** START Extract **
[Beowulf] Is there really a need for Exascale?

Mark Hahn hahn at mcmaster.ca
Fri Nov 30 10:57:27 PST 2012


>> absent (along with AMD :( ).  it's not clear how generally applicable
>> Cuda's SIMT programming model is.  and having it as a separate ISA
>> (versus traditional cores) is a problem, complexity-wise.
>
> In general CUDA seems to hide the hardware poorly, so
> it probably doomed long-term.

well, cuda exposes a quite different programming model;
I'm not sure they can do much about the generational differences
they expose.  (say, generational differences in what kind of atomic
operations are supported by the hardware.)  many of the exposures
are primarily tuning knobs (warp width, number of SMs, cache sizes,
ratio of DP units per thread.)  a very high-level interface like 
OpenACC doesn't expose that stuff - is that more what you're looking for?
there's no denying that you get far less expressive power...

>> stacking is great, but not that much different from MCMs, is it?
>
> Real memory stacking a la TSV has smaller geometries, way more
> wire density, lower power burn, and seems to boost memory bandwidth
> by one order of magnitude

sorry, do you have some reference for this?  what I'm reading is that 
TSV and chip-on-chip stacking is fine, but not dramatically different
from chip-bumps (possibly using TSV) connecting to interposer boards.
** END Extract **
** START Data shown **
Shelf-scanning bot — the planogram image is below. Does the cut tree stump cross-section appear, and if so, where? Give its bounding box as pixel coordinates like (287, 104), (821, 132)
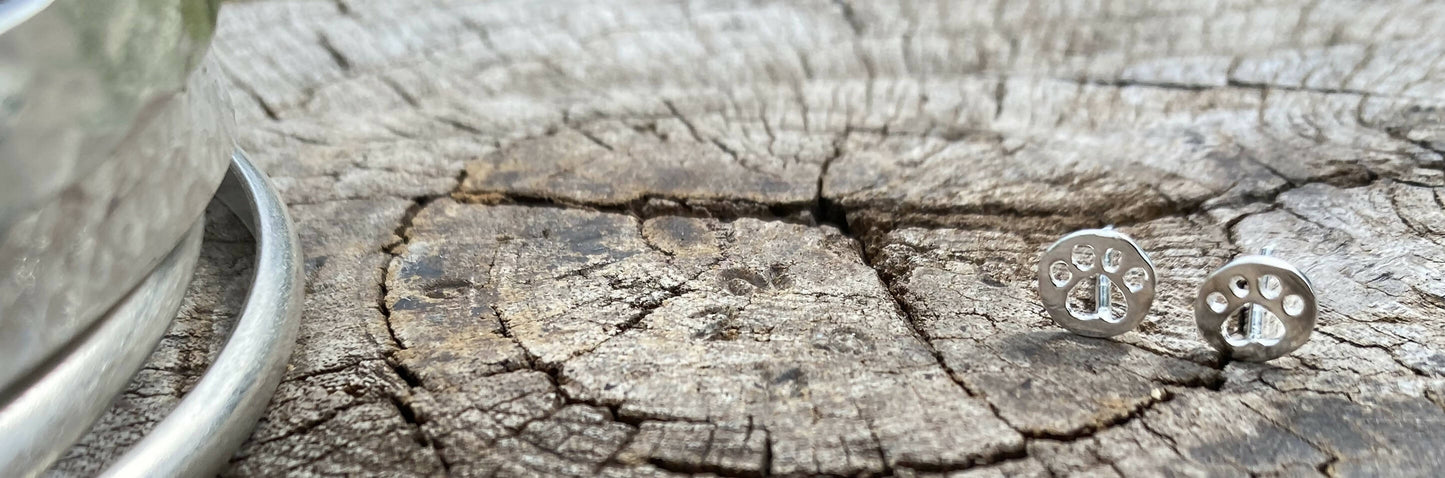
(52, 0), (1445, 477)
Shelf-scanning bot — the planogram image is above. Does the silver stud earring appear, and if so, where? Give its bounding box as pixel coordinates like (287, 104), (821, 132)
(1194, 248), (1318, 362)
(1039, 227), (1155, 336)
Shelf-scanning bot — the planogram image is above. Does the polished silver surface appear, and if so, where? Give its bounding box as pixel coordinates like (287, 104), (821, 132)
(1194, 254), (1318, 361)
(0, 221), (201, 477)
(0, 0), (234, 395)
(104, 152), (303, 477)
(1039, 228), (1156, 336)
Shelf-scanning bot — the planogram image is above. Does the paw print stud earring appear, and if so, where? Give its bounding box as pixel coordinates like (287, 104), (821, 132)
(1194, 248), (1318, 362)
(1039, 227), (1155, 336)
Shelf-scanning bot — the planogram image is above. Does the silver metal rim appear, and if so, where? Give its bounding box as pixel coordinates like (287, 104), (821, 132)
(103, 150), (303, 477)
(0, 220), (204, 477)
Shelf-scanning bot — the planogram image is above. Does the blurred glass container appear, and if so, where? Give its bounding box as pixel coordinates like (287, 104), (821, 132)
(0, 0), (234, 395)
(0, 0), (303, 477)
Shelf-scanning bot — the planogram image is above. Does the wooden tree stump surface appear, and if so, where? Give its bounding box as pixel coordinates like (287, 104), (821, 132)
(45, 0), (1445, 477)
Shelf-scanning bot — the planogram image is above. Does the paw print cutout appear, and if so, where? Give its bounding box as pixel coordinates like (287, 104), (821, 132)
(1039, 228), (1155, 336)
(1194, 256), (1318, 361)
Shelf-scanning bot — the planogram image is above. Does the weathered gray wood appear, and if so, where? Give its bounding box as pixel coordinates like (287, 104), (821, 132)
(42, 0), (1445, 477)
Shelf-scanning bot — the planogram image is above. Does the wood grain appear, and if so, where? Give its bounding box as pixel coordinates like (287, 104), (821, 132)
(45, 0), (1445, 477)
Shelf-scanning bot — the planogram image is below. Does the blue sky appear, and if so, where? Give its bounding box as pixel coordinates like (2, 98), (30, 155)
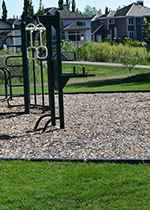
(0, 0), (150, 18)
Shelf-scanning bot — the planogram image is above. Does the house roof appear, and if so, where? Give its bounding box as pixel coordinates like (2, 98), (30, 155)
(35, 7), (92, 20)
(61, 24), (89, 31)
(93, 24), (103, 34)
(100, 3), (150, 19)
(0, 18), (11, 26)
(8, 18), (21, 28)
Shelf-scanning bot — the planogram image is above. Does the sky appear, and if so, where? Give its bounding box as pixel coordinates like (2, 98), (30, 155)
(0, 0), (150, 18)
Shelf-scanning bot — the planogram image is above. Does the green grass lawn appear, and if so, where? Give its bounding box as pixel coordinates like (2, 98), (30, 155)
(0, 161), (150, 210)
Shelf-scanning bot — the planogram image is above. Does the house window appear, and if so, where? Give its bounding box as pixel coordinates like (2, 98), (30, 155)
(129, 31), (134, 39)
(68, 31), (85, 41)
(142, 17), (146, 25)
(77, 21), (85, 26)
(128, 18), (134, 25)
(108, 18), (114, 24)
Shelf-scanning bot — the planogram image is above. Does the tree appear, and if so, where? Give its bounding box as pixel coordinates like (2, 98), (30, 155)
(21, 0), (34, 21)
(83, 5), (102, 16)
(58, 0), (64, 9)
(2, 0), (7, 20)
(121, 52), (145, 74)
(72, 0), (76, 12)
(37, 0), (44, 15)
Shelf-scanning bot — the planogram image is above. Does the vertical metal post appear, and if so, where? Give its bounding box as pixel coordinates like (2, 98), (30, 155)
(46, 17), (56, 125)
(55, 11), (65, 128)
(21, 22), (30, 114)
(40, 52), (44, 106)
(32, 50), (37, 105)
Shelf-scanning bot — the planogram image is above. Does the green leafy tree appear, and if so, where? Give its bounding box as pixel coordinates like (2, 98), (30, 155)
(83, 5), (102, 16)
(72, 0), (76, 12)
(58, 0), (64, 9)
(37, 0), (44, 15)
(21, 0), (34, 21)
(2, 0), (7, 20)
(121, 52), (145, 74)
(143, 18), (150, 42)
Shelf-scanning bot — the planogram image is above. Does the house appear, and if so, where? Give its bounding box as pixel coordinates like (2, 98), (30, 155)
(92, 1), (150, 42)
(34, 5), (91, 45)
(0, 19), (21, 49)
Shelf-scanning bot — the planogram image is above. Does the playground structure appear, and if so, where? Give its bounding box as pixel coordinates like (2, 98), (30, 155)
(0, 11), (93, 132)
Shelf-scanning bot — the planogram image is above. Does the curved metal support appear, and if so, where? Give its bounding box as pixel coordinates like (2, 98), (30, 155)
(5, 55), (23, 67)
(34, 114), (52, 130)
(0, 68), (8, 98)
(7, 75), (23, 87)
(4, 35), (21, 47)
(7, 95), (24, 107)
(0, 67), (12, 99)
(42, 117), (60, 133)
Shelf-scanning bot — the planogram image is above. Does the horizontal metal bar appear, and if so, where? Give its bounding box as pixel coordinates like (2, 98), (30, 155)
(0, 28), (21, 31)
(0, 157), (150, 164)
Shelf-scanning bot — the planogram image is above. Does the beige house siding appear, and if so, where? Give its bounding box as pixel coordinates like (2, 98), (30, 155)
(115, 18), (127, 39)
** END Data shown **
▶ **Aim**: Reproduce the Beowulf mailing-list message above on the need for exascale computing in full, with every line and character unchanged.

▶ **Output of the task**:
[Beowulf] Is there really a need for Exascale?

Mark Hahn hahn at mcmaster.ca
Fri Nov 30 10:57:27 PST 2012


>> absent (along with AMD :( ).  it's not clear how generally applicable
>> Cuda's SIMT programming model is.  and having it as a separate ISA
>> (versus traditional cores) is a problem, complexity-wise.
>
> In general CUDA seems to hide the hardware poorly, so
> it probably doomed long-term.

well, cuda exposes a quite different programming model;
I'm not sure they can do much about the generational differences
they expose.  (say, generational differences in what kind of atomic
operations are supported by the hardware.)  many of the exposures
are primarily tuning knobs (warp width, number of SMs, cache sizes,
ratio of DP units per thread.)  a very high-level interface like 
OpenACC doesn't expose that stuff - is that more what you're looking for?
there's no denying that you get far less expressive power...

>> stacking is great, but not that much different from MCMs, is it?
>
> Real memory stacking a la TSV has smaller geometries, way more
> wire density, lower power burn, and seems to boost memory bandwidth
> by one order of magnitude

sorry, do you have some reference for this?  what I'm reading is that 
TSV and chip-on-chip stacking is fine, but not dramatically different
from chip-bumps (possibly using TSV) connecting to interposer boards.